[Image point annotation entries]

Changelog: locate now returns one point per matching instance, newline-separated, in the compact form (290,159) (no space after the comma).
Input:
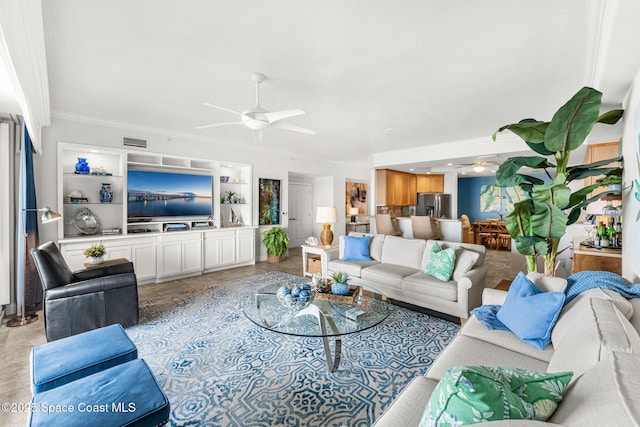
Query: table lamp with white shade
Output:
(326,215)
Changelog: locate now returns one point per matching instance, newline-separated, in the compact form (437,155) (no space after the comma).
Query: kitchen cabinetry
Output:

▶ [What to do]
Write out the records again, changing every "Query" to "Prompt" and keeping everything else the same. Omit the pictures.

▶ [Result of this exercise]
Changelog: locate now returns one point per matching instance, newline-separated, in the compact form (290,159) (no space after the comma).
Input:
Prompt: table lamp with white shade
Output:
(326,215)
Changelog: locate now returns one point per matching instance, newline-separated, in the compact form (437,155) (no space after the comma).
Prompt: kitchen cabinetry
Output:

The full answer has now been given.